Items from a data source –

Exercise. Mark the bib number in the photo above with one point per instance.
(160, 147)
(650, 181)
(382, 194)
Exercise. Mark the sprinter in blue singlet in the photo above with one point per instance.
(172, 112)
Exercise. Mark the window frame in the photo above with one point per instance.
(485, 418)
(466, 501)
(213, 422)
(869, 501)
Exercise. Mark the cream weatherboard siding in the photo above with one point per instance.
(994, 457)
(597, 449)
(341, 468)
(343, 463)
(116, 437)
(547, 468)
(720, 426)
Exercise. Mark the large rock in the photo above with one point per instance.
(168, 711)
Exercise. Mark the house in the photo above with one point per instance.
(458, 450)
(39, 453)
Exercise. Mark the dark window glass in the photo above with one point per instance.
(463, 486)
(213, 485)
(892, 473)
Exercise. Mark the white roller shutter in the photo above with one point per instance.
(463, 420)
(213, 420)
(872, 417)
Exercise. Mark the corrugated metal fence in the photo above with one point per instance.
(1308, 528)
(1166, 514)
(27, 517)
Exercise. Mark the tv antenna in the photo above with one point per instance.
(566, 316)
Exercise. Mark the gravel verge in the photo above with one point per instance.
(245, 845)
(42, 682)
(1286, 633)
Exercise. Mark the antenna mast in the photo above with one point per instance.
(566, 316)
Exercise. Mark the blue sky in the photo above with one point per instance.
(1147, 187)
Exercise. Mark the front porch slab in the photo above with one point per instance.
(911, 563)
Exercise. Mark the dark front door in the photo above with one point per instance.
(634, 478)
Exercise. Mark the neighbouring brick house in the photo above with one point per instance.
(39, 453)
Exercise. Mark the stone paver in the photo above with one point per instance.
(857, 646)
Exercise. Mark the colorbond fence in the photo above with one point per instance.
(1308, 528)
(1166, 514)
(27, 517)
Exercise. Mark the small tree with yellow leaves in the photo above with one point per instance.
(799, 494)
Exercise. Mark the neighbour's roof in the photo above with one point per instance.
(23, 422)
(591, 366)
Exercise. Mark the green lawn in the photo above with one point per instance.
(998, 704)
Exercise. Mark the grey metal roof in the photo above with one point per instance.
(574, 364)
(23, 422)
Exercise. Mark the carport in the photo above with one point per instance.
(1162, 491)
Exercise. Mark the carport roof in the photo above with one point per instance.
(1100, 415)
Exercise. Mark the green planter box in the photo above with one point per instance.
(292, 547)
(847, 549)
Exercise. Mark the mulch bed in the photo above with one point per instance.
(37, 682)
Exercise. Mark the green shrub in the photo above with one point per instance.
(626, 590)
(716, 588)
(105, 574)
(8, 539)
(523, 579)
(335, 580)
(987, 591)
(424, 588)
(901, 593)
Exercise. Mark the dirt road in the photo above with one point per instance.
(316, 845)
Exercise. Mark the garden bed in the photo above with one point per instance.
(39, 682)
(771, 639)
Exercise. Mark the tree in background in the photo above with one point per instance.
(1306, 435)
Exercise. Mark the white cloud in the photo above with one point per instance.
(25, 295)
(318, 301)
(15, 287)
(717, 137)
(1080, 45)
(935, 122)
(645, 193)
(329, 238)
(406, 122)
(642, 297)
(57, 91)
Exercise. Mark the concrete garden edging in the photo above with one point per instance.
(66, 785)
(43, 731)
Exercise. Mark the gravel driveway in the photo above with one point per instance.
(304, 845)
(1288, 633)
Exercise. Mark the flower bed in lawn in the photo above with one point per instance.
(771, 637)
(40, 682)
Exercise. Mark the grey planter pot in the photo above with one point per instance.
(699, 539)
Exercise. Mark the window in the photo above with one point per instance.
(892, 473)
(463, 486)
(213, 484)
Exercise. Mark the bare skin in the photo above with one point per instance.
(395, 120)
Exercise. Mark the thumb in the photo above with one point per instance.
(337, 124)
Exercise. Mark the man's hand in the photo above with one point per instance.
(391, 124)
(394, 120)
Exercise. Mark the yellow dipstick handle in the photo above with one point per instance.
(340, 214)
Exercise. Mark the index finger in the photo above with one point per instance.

Objective – Copy all of the records above word for word, keeping every line as it appears.

Finished answer –
Exercise. Mark the bib number in the photo above with one point per instance.
(160, 147)
(650, 181)
(382, 194)
Exercise. Mark the sprinter in blue singlet in the photo above with one point per instance.
(172, 112)
Exercise. Mark the window frame in the photo above with one point per instance.
(485, 418)
(466, 501)
(213, 422)
(869, 501)
Exercise. Mark the cream weatherboard siding in the photo above with one point per instance.
(994, 457)
(597, 449)
(341, 468)
(343, 463)
(116, 437)
(547, 468)
(720, 426)
Exercise. Mark the large rock in the photo above with one point per instance.
(168, 711)
Exercise. Mark the house in the photo above with one point per instance.
(458, 450)
(39, 453)
Exercise. Mark the dark window glass in the photo above with one point per instance.
(463, 486)
(213, 485)
(892, 473)
Exercise. Mark the white roller shutter in the photo above with one point per instance.
(463, 420)
(213, 420)
(872, 417)
Exercise. Mark the corrugated metal fence in the photo above with one point per instance.
(1308, 528)
(1166, 514)
(27, 517)
Exercise. Mark the tv antenna in the photo above with one point per instance.
(566, 316)
Exercise. Mark the gravel verge in the photo above with one point per instance.
(245, 845)
(42, 682)
(1286, 633)
Exercise. Mark the antenna mast in the photo above with one point per instance.
(566, 316)
Exercise. Mark the blue sky in the photo above with one point per instance.
(1147, 187)
Exercise. Mark the front porch slab in the photo above with one point per instance.
(911, 563)
Exercise. Mark the dark front door in the photo above with one point per instance.
(634, 478)
Exercise. Mark the neighbouring brick house in the photo above with one point per instance.
(39, 453)
Exercise. Mark the stone paver in the photo above with one point per instance.
(857, 646)
Exercise. Mark the colorbond fence in the photo above with one point per instance.
(1308, 528)
(1166, 514)
(27, 517)
Exercise. Mark the small tree with yellow leaves in the photo above with one point per instance.
(799, 494)
Exercise. Mark the neighbour's roof in the photo above with one point per instance.
(23, 422)
(591, 366)
Exercise. Mark the green lawn in the photo above with one point per instance.
(998, 704)
Exercise. Mark the grey metal roof in the photo above with one point per instance.
(574, 364)
(23, 422)
Exercise. Mark the carport in the photo above with one point per instance.
(1162, 491)
Exercise. Mark the carport roof in the photo above with one point per instance.
(1100, 415)
Exercise. Mark the green planter box in the photo above with one point per instance.
(292, 547)
(847, 549)
Exercise. Mark the mulch bed in the photo above with one point per instance.
(37, 682)
Exercise. Mark the green shrub in the photo above with one point per instance.
(626, 590)
(716, 588)
(105, 574)
(8, 539)
(523, 579)
(335, 580)
(987, 591)
(424, 588)
(901, 593)
Exercise. Mark the dirt road in the photo above with one point per instance.
(316, 845)
Exercise. Mark the garden bed in the photo above with one point per instance.
(39, 682)
(771, 639)
Exercise. Mark the tree in background in the photo above with one point per instance.
(1306, 435)
Exercise. Mark the white cloud in the photo above with one point per instance.
(25, 295)
(318, 301)
(15, 287)
(717, 137)
(1080, 45)
(935, 122)
(645, 193)
(329, 238)
(406, 122)
(642, 297)
(57, 91)
Exercise. Mark the concrete garden edging in the photo above with one point per instance.
(66, 785)
(43, 731)
Exercise. Mark the gravel driveway in the photo above with one point per instance.
(304, 845)
(1288, 633)
Exercise. Mark the flower bed in lawn in the photo above with one point per instance.
(771, 637)
(40, 682)
Exercise. Mark the grey planter pot in the photo above with one point per instance.
(699, 539)
Exercise. Mark the window in the photo above with one point per instance.
(892, 473)
(463, 486)
(213, 484)
Exercise. Mark the bare skin in the photo above with one point per instance.
(395, 120)
Exercise. Mark the thumb in the photo above with one point per instance.
(337, 124)
Exercise. Mark the man's hand in the photo above with one point per instance.
(391, 124)
(394, 120)
Exercise. Mark the yellow dipstick handle in the photo above with one point per instance.
(340, 214)
Exercise. Mark the index finger in the photo above with one point per instance.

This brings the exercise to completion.